▶ [What to do]: Skip every line before the one containing "Drop one point on every instance of the horizon", then copy that line and the rest of the entries below exactly, through the last line.
Data to process Start Marker
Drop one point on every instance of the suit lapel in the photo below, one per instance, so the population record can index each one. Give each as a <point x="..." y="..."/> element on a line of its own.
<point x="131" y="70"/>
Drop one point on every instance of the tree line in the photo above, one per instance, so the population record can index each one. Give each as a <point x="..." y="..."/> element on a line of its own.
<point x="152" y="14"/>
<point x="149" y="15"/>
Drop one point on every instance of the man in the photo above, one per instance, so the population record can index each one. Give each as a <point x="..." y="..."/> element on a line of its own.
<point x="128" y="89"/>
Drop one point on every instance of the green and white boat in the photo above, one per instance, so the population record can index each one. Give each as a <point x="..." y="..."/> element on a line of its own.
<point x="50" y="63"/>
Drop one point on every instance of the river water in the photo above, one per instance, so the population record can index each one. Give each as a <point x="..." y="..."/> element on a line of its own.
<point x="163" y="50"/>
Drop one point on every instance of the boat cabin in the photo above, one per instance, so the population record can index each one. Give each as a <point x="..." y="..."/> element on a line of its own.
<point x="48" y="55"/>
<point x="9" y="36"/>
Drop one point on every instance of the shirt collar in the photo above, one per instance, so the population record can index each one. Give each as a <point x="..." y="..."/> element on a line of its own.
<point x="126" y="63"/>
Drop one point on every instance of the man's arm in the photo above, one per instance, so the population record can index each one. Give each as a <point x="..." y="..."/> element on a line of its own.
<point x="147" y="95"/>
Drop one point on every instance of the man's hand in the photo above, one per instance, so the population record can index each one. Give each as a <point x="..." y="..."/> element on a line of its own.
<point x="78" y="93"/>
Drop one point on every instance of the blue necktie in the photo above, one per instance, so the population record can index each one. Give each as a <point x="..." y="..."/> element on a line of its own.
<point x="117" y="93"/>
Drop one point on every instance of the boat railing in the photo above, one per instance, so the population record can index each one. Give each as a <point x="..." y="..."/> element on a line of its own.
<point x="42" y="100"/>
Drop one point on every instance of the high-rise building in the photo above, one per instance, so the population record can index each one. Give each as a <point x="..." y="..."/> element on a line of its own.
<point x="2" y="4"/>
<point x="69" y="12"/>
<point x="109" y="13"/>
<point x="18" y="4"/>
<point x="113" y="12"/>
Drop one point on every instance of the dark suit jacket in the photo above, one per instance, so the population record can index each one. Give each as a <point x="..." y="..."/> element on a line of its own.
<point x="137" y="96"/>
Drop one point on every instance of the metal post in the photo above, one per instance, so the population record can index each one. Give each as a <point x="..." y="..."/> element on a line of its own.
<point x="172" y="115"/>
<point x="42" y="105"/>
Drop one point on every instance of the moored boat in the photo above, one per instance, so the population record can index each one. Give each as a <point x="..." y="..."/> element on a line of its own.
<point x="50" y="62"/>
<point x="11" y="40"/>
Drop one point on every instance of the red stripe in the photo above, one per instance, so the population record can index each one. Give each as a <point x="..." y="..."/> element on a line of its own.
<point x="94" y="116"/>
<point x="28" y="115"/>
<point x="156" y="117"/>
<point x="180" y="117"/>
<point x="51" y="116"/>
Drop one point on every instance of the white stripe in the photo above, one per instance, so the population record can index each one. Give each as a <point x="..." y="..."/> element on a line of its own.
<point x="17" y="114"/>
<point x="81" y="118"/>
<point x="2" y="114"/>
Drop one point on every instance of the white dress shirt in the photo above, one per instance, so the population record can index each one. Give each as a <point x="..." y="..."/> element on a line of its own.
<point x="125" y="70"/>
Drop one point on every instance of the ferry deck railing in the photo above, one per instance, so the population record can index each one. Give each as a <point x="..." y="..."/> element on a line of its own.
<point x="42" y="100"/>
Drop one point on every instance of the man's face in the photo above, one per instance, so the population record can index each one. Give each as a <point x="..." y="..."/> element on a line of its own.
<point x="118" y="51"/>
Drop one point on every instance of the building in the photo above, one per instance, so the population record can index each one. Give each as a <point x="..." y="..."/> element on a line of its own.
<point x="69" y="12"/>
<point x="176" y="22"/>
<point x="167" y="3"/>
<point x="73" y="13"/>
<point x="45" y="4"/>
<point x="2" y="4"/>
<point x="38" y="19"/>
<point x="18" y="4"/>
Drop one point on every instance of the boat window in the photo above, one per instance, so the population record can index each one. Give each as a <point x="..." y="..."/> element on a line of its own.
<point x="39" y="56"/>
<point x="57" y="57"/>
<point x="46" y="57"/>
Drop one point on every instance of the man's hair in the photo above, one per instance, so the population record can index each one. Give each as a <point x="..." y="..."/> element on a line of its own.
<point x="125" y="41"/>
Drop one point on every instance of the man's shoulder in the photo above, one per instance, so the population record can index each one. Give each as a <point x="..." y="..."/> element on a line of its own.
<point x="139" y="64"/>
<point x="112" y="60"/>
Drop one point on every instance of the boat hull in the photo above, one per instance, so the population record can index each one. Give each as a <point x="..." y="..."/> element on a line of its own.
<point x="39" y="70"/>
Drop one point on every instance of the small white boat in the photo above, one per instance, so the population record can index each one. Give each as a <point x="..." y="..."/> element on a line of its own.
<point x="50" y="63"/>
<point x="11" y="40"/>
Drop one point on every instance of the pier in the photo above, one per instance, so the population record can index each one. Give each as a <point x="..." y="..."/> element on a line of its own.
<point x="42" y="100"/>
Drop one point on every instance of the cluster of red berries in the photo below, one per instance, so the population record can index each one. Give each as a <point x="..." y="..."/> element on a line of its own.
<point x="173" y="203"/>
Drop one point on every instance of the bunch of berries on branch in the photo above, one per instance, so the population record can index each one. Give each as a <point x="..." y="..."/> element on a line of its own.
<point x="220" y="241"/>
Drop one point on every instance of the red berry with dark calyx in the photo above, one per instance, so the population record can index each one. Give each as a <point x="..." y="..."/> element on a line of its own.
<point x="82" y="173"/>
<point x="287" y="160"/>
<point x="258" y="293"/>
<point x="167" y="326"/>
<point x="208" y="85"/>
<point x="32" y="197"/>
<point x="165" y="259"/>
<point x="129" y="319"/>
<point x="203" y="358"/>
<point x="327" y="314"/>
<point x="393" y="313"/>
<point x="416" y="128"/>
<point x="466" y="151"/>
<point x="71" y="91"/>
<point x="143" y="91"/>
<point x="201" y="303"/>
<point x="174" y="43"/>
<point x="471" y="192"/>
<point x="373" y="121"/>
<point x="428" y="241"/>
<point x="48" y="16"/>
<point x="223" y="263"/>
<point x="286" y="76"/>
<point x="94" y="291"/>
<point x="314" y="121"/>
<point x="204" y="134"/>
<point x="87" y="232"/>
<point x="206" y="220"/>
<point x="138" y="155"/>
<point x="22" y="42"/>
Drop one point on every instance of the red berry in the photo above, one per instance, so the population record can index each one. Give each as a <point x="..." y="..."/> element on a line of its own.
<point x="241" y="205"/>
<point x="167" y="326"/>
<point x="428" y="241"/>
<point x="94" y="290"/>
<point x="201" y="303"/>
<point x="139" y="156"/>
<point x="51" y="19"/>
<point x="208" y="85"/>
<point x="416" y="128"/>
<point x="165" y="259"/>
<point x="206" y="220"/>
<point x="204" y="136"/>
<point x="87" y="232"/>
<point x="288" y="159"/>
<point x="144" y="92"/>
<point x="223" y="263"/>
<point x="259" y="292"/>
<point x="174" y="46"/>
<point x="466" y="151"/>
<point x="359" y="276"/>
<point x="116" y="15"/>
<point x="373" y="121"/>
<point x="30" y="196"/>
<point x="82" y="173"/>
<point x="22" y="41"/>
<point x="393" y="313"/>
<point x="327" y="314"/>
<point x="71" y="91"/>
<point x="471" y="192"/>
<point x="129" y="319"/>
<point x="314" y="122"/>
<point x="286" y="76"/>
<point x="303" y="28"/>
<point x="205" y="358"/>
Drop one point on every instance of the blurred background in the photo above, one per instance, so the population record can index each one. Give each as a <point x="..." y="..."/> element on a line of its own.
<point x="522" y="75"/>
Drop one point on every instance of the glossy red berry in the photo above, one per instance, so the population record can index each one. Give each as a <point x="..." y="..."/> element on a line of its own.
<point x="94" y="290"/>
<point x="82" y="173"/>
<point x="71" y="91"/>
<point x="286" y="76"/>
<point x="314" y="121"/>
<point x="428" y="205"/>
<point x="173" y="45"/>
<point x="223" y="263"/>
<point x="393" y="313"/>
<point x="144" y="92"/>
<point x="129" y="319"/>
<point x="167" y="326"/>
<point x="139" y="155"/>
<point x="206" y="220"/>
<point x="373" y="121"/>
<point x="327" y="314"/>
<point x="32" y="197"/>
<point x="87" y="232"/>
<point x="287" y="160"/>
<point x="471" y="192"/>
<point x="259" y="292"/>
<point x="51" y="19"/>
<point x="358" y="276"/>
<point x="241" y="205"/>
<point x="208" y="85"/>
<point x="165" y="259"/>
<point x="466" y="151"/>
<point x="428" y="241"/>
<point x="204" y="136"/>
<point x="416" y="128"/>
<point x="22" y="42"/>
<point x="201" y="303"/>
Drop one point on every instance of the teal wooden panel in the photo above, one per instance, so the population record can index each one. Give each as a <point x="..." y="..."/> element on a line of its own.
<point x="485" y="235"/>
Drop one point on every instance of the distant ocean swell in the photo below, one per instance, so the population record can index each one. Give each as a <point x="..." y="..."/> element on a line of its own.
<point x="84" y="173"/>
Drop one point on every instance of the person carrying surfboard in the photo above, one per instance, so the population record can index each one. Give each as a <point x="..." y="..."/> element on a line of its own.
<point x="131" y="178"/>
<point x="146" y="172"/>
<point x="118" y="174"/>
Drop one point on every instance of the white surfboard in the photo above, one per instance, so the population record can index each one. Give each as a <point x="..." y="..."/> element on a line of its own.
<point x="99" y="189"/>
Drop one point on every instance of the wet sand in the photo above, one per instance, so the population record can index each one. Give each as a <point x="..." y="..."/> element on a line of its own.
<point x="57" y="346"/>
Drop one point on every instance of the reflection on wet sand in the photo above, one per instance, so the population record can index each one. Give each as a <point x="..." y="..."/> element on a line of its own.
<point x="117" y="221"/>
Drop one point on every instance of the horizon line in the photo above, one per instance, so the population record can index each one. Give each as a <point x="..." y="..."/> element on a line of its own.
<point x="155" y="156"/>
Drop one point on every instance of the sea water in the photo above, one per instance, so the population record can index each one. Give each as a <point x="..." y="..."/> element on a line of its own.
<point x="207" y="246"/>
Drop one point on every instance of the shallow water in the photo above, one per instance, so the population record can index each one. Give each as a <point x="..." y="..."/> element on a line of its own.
Data to process End Marker
▶ [The answer]:
Drop one point on every instance of the horizon line in the photo above, one per instance, so the population record can index each one. Give each as a <point x="..." y="..."/> element on a line of its own.
<point x="155" y="156"/>
Drop one point on every instance of the sea water in the photo above, one per instance, so the population record can index each one. Give each as a <point x="..." y="..."/> element on a line of its own.
<point x="207" y="246"/>
Drop one point on every instance of the shallow water in the photo above, one per instance, so the population record can index each one. Give each as a <point x="..." y="..."/> element on a line of its own.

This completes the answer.